What you should do:
Starting at the line containing "Task: point out the jet" and ending with the last of the rows below, rewrite those lines with every "tail fin" changed to "stabilizer" and all else left as is. Leave the pictures out of your answer.

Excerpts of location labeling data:

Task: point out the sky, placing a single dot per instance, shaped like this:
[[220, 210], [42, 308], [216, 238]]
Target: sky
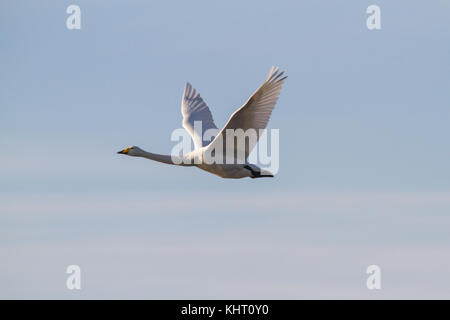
[[363, 177]]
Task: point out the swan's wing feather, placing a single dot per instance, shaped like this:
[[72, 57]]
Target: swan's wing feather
[[193, 109], [255, 113]]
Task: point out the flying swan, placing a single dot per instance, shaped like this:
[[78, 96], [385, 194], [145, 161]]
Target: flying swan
[[253, 115]]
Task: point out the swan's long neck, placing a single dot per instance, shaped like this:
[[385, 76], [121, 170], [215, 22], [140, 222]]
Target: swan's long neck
[[162, 158]]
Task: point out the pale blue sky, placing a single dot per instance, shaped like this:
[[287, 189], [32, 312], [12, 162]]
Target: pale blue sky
[[364, 175]]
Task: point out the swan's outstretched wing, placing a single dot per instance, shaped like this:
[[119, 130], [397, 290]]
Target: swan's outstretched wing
[[194, 109], [254, 114]]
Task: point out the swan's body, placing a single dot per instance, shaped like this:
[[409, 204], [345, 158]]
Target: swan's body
[[254, 114]]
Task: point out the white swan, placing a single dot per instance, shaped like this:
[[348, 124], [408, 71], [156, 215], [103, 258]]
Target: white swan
[[254, 114]]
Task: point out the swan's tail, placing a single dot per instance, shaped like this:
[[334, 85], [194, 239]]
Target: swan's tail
[[258, 172]]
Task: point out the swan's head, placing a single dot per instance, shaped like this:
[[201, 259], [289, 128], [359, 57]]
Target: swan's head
[[130, 151]]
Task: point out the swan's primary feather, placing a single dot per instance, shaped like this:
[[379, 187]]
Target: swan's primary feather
[[193, 108]]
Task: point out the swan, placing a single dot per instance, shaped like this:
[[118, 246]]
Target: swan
[[254, 114]]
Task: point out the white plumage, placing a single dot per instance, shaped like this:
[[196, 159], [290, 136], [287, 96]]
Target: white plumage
[[253, 115]]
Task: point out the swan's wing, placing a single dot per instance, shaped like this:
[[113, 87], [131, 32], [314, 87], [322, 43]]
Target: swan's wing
[[254, 114], [194, 109]]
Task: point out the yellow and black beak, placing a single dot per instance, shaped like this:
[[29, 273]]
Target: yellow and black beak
[[124, 151]]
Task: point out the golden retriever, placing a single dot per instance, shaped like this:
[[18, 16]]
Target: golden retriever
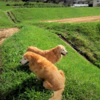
[[53, 55], [54, 79]]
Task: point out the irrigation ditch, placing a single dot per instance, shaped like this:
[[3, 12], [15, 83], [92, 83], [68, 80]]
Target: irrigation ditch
[[75, 48]]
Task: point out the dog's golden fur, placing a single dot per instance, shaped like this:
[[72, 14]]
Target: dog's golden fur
[[53, 55], [54, 79]]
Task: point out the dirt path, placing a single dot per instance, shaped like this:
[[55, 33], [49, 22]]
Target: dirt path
[[77, 20], [4, 33]]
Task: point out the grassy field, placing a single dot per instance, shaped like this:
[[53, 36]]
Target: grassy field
[[4, 21], [17, 82]]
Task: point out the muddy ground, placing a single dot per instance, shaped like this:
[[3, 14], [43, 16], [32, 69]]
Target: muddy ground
[[77, 20], [4, 33]]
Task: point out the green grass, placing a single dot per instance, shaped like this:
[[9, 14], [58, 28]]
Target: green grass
[[4, 21], [18, 83], [83, 36]]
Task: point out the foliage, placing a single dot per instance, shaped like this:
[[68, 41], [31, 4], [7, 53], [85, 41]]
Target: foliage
[[85, 37]]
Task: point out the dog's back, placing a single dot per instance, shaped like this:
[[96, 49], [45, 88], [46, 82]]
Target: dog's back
[[45, 70]]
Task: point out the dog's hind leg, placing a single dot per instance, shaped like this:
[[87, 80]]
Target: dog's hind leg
[[47, 85]]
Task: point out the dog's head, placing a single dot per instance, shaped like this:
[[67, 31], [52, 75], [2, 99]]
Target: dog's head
[[61, 49]]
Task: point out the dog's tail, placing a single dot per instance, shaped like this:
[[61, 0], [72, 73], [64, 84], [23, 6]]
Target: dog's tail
[[57, 95]]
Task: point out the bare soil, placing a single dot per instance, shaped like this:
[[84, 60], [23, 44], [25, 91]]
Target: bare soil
[[77, 20], [4, 33]]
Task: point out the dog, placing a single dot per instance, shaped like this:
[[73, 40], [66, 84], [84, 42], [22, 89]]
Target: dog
[[53, 55], [54, 79]]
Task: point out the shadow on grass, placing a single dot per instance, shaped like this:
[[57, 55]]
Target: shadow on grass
[[28, 84], [24, 68], [19, 90]]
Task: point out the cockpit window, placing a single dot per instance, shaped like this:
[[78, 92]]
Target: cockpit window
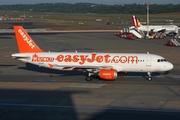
[[161, 60]]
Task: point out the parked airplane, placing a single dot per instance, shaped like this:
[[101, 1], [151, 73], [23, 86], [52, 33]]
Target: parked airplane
[[155, 28], [105, 65]]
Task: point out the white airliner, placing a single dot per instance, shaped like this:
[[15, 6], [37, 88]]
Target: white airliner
[[105, 65], [155, 28]]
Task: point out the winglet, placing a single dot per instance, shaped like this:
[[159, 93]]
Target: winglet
[[24, 41], [135, 21]]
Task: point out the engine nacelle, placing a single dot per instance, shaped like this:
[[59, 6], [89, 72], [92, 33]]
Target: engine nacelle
[[108, 74]]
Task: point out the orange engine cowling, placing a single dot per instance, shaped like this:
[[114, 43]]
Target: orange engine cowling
[[108, 74]]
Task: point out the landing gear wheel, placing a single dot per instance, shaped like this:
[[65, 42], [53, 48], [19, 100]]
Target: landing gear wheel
[[149, 78], [88, 78]]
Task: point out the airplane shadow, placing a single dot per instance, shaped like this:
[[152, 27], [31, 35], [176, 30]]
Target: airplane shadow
[[35, 68]]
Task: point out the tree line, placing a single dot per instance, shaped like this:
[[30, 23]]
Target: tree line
[[93, 8]]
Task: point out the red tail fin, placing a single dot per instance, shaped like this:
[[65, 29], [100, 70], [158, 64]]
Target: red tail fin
[[135, 21], [24, 41]]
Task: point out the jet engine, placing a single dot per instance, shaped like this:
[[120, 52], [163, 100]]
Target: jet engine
[[108, 74]]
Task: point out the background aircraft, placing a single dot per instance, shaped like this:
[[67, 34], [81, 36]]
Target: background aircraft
[[168, 28]]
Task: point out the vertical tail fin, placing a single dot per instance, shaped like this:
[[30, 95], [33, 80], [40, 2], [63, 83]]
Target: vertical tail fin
[[135, 21], [24, 41]]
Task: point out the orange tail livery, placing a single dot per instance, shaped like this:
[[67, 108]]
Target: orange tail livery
[[24, 41]]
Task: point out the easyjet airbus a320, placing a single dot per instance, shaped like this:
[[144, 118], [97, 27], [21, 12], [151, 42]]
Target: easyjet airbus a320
[[105, 65]]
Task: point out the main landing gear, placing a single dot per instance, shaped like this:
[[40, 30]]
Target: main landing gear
[[149, 76]]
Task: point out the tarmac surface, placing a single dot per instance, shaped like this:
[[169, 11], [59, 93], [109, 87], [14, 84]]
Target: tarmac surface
[[30, 92]]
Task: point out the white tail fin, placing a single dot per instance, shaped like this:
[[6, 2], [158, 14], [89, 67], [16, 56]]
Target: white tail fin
[[135, 21]]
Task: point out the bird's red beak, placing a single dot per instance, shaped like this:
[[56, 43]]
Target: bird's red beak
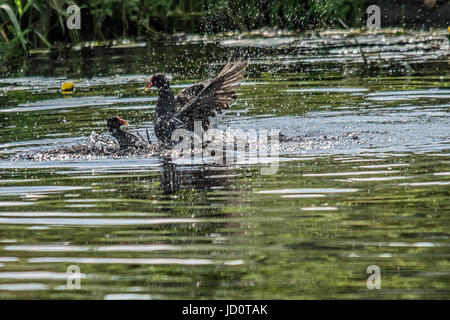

The result:
Task: point out the jet engine, placing a single dot per instance, shaped like this:
[[120, 52], [163, 100]]
Target: jet engine
[[108, 74]]
Task: point out the background aircraft, placing a single dot per instance, shaped like this:
[[67, 34], [81, 36]]
Target: background aircraft
[[168, 28]]
Task: point out the vertical stabilizer, placing a single dot per instance, shaped like this:
[[30, 95], [33, 80], [40, 2], [63, 83]]
Target: vertical stabilizer
[[135, 21], [24, 41]]
Task: point out the orange tail livery, placing a single dot per instance, shaped like this:
[[67, 108]]
Target: orange tail livery
[[24, 41]]
Task: point out the easyjet airbus a320, placing a single dot per instance, shaped like this:
[[144, 118], [97, 27], [21, 12], [151, 42]]
Target: easyjet airbus a320
[[105, 65]]
Task: point out the main landing gear, placing a single dot per instance, shaped like this:
[[40, 30]]
Target: main landing gear
[[149, 76]]
Task: point out the tarmac surface, placing a single dot per instance, shaped like this:
[[169, 11], [59, 93], [109, 87], [14, 84]]
Target: tarmac surface
[[30, 92]]
Task: point out the white stabilizer, placing a single dot per instance, shaped like this:
[[6, 2], [158, 14], [89, 67], [16, 56]]
Target: white stabilizer
[[135, 21]]
Task: point out the bird's red beak, placing a single dot per instance, shaped like this:
[[56, 43]]
Target: bird's red beak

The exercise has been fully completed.